Provided material:
======

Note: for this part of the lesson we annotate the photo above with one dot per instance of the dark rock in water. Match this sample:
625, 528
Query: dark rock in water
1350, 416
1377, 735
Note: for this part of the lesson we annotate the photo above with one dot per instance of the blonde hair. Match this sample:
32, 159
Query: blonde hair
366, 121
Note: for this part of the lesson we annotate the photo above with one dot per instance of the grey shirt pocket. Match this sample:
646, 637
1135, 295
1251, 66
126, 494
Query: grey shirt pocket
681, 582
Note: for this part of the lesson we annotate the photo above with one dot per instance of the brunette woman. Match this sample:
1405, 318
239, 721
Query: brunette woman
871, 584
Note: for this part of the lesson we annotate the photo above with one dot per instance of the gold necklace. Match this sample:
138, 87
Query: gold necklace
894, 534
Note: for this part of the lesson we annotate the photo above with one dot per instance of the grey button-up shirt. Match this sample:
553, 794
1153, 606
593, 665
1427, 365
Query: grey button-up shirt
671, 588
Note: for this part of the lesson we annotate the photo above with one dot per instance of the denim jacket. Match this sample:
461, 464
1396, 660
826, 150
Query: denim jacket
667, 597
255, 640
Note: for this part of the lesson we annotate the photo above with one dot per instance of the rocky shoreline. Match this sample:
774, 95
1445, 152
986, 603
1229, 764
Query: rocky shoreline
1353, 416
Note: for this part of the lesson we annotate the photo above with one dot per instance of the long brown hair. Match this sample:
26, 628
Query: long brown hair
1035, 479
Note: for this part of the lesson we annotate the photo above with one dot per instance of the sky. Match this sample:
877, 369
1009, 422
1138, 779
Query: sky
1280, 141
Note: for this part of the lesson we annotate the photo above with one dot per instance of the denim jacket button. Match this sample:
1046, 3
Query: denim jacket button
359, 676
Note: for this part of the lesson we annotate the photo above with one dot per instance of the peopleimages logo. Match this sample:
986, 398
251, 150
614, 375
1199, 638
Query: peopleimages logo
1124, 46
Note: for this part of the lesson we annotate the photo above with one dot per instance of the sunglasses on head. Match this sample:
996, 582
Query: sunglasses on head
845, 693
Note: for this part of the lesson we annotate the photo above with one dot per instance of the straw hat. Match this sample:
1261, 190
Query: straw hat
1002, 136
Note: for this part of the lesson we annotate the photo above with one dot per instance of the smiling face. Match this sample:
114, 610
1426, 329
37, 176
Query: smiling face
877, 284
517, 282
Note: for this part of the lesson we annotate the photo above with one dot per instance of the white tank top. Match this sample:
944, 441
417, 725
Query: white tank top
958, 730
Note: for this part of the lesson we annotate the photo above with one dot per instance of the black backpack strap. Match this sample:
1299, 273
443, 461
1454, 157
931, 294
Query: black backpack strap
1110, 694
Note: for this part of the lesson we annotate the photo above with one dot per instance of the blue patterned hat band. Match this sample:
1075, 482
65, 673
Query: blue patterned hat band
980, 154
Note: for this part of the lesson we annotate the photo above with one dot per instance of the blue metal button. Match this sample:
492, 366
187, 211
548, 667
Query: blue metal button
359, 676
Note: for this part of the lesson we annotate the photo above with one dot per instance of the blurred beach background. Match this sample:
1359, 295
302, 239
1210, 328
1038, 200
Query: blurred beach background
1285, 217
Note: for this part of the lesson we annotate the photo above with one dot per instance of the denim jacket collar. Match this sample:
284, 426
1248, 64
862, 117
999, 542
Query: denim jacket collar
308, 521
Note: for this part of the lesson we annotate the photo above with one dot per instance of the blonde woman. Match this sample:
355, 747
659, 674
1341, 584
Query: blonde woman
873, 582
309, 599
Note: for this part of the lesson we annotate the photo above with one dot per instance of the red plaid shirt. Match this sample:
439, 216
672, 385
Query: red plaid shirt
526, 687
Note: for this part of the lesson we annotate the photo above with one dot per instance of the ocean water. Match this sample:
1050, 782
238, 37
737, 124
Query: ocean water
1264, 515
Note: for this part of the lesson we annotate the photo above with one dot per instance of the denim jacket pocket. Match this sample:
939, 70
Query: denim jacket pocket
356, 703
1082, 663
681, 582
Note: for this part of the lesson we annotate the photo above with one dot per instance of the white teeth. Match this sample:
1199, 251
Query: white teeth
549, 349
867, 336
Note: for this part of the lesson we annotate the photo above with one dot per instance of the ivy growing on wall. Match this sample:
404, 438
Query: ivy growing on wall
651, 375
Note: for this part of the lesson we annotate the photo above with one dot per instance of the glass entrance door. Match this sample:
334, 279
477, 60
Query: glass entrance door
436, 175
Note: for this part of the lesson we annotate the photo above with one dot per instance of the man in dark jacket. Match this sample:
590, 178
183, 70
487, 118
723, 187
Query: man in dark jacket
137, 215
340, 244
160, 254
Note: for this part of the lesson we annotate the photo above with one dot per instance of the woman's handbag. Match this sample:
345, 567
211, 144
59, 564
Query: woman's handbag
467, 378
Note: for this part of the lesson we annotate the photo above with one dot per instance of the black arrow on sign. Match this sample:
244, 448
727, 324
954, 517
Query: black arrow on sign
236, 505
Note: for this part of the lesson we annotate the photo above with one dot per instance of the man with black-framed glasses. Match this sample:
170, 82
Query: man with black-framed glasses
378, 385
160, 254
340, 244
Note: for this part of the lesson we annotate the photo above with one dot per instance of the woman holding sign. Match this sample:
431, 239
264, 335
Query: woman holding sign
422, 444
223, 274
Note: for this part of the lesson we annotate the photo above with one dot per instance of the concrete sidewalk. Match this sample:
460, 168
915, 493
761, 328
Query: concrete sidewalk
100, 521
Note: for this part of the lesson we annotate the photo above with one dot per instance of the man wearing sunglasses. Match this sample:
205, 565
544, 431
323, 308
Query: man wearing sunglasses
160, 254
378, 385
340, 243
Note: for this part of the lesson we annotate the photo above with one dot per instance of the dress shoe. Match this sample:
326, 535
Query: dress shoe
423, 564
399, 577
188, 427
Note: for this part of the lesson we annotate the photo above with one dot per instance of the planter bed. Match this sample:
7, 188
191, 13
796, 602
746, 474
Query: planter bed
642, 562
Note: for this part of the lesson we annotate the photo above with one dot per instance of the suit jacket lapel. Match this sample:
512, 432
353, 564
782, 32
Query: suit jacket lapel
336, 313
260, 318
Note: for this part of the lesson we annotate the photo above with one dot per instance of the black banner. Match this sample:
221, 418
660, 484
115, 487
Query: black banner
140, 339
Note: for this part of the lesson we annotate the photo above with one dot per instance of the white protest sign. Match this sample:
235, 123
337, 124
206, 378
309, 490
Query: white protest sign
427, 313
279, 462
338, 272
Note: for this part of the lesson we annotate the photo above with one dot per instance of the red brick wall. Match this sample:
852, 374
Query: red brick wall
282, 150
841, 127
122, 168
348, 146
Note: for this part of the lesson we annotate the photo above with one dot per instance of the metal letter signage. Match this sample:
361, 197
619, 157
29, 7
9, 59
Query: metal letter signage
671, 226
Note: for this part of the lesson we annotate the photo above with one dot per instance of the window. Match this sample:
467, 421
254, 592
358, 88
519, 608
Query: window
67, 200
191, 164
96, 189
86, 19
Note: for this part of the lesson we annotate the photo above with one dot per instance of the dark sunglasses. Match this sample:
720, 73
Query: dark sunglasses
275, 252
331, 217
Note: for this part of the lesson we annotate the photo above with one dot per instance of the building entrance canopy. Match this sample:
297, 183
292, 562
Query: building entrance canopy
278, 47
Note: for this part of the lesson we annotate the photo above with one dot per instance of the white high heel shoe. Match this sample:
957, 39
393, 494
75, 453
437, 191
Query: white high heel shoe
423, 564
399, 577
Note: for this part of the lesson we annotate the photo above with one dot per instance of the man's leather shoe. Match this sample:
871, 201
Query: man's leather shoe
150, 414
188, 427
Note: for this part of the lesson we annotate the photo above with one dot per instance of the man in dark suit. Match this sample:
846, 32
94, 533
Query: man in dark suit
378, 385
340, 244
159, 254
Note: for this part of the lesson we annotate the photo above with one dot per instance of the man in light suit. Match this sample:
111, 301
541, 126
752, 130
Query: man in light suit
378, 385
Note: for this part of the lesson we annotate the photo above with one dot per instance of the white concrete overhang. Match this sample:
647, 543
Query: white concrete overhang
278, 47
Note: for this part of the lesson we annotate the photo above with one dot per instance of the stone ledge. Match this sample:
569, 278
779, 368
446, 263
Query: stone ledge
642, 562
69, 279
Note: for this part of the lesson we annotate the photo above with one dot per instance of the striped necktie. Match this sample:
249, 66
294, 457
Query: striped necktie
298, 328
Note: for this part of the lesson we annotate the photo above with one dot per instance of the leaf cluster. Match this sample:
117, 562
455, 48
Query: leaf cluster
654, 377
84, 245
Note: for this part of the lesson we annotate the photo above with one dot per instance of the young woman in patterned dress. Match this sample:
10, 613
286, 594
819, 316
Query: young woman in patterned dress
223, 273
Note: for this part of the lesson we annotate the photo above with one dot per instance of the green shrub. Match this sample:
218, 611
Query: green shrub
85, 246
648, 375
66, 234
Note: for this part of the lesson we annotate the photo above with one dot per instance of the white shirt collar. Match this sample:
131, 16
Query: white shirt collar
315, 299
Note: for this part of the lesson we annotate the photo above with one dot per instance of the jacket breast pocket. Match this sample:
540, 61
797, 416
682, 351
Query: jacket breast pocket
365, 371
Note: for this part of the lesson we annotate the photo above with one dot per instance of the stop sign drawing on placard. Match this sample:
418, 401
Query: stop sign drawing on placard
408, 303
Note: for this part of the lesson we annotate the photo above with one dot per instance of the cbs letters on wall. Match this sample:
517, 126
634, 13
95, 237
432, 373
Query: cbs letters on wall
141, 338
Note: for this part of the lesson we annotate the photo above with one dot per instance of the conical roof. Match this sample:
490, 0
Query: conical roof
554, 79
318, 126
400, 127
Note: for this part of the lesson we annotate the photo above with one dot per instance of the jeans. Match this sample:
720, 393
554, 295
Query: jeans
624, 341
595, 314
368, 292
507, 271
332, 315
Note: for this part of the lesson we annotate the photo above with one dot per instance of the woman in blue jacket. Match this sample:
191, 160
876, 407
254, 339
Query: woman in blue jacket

======

What needs to be done:
Repeat exactly the lines of the data from the first one through the line with "of the rocky", both of them included.

Written response:
Note: for this part of the lesson we annotate the photo above with one dot per instance of the dark rock in water. Match this sample:
625, 528
Query: dark rock in water
1350, 416
1377, 735
Note: for this part of the lesson we annotate the photo above with one dot per instance of the blonde hair. Match this sample:
32, 159
Query: blonde hair
366, 121
Note: for this part of the lesson we annotate the photo above with one dot per instance of the grey shirt pocket. Match this sample:
646, 637
1135, 295
1251, 66
126, 494
Query: grey shirt pocket
681, 582
Note: for this part of the lesson we annotate the photo above with one dot per instance of the brunette woman. Match this sample:
1405, 318
239, 721
Query: brunette woman
871, 584
Note: for this part of the lesson we annotate the photo above with one dot per instance of the gold necklace. Match this sample:
138, 87
Query: gold necklace
894, 534
Note: for this part of the lesson we annotate the photo above with one dot per instance of the grey button-up shirt. Match this sample:
553, 794
1153, 606
593, 665
1427, 365
Query: grey button-up shirt
671, 588
Note: for this part of the lesson we annotate the photo above with one dot per instance of the denim jacket. Match this sample:
461, 464
1396, 660
826, 150
Query: denim jacket
667, 597
255, 640
Note: for this part of the lesson we annotate the photo above with one dot per instance of the rocky shoreline. Match this sample:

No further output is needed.